>> start Records to process

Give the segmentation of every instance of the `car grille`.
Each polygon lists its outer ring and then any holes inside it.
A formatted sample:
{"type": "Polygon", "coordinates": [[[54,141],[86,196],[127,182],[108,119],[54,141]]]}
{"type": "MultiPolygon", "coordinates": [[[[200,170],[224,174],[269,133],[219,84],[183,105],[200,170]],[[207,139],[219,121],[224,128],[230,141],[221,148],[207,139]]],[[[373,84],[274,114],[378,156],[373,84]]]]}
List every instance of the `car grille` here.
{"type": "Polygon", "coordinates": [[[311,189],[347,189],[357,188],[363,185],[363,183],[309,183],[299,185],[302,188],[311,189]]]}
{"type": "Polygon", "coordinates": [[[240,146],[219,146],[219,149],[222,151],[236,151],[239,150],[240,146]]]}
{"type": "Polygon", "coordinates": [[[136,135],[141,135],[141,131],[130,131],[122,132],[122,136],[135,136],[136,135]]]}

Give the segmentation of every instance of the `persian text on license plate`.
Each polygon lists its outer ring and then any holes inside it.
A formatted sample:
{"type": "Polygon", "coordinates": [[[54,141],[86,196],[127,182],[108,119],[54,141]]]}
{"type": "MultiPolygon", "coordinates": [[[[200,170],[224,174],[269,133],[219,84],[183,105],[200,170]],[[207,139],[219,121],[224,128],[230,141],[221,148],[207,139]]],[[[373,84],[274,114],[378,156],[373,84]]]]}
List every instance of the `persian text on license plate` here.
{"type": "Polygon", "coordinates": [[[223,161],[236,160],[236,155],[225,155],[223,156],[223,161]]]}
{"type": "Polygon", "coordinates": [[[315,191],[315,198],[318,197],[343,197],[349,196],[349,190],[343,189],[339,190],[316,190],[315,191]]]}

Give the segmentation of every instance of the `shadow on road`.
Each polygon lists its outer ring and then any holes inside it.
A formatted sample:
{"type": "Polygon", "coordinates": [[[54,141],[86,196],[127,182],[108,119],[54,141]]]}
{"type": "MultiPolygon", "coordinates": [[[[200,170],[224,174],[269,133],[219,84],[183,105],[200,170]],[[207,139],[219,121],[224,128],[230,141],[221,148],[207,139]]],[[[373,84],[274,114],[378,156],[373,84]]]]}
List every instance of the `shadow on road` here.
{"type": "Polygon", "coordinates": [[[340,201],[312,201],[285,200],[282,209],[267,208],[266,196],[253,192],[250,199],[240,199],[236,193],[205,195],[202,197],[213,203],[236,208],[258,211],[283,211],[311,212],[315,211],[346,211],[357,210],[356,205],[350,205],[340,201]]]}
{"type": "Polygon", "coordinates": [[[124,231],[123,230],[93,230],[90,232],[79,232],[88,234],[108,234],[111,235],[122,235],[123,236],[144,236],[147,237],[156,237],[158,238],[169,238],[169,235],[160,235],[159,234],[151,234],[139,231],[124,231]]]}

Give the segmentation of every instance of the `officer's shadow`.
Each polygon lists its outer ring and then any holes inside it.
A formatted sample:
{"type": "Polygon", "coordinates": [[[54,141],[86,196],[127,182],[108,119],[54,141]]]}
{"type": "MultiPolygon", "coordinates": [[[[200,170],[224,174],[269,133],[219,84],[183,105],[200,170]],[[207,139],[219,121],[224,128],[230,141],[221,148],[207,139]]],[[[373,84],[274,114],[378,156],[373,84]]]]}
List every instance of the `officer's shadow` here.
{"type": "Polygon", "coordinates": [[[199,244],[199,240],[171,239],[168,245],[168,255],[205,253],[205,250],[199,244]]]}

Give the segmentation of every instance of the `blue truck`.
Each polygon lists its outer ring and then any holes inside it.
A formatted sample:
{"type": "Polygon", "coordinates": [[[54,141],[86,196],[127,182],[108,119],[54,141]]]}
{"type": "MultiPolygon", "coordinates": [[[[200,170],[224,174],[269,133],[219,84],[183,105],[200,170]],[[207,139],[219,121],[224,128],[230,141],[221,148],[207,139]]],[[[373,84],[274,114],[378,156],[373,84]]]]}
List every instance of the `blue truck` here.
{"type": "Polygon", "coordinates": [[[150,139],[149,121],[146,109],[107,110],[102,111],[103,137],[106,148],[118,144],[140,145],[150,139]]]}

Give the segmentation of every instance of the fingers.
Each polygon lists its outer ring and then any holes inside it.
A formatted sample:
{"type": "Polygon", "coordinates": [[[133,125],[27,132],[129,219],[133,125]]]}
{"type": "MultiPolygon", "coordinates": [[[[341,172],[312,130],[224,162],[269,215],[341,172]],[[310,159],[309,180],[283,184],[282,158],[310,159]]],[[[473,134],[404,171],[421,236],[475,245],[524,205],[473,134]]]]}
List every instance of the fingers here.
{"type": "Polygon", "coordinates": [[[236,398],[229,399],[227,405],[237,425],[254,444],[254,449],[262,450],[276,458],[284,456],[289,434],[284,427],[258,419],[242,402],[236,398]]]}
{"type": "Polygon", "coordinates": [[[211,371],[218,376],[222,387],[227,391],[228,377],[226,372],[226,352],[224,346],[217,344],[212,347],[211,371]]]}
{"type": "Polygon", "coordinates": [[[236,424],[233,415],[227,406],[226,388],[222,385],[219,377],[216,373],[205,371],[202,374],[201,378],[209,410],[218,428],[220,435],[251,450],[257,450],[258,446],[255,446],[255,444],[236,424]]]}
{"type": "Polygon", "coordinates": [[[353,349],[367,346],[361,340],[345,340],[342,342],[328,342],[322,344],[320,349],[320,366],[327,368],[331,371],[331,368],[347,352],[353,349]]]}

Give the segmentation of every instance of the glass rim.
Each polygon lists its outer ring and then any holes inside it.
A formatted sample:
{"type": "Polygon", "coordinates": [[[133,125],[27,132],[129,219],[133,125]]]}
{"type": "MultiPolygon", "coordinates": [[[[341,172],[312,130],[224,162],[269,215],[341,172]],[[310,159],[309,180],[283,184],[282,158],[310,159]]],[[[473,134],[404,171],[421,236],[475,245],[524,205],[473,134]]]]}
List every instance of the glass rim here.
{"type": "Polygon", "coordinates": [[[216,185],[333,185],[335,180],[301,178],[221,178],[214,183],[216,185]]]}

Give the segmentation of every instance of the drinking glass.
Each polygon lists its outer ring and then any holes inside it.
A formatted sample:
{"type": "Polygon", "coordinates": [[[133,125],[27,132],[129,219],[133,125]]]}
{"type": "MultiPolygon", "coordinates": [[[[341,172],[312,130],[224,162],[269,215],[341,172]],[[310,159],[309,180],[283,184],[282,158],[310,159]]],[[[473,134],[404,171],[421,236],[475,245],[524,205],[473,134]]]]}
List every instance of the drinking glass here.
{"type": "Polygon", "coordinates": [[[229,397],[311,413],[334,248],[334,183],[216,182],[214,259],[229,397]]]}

>> end Records to process

Short exercise –
Repeat exactly the lines above, starting with the line that contains "Give the segmentation of every instance of the drinking" and ending with the last line, both included, and nothing else.

Exercise solution –
Give the segmentation of every instance of the drinking glass.
Each polygon lists its outer ring and then any holes inside it.
A formatted sample:
{"type": "Polygon", "coordinates": [[[133,125],[27,132],[129,219],[133,125]]]}
{"type": "MultiPolygon", "coordinates": [[[[341,172],[312,130],[224,162],[269,215],[341,172]],[[310,159],[309,180],[283,184],[282,158],[310,159]]],[[[473,134],[404,171],[421,236],[475,245],[524,205],[473,134]]]]}
List every instance of the drinking glass here.
{"type": "Polygon", "coordinates": [[[229,397],[311,413],[334,248],[334,183],[216,182],[214,259],[229,397]]]}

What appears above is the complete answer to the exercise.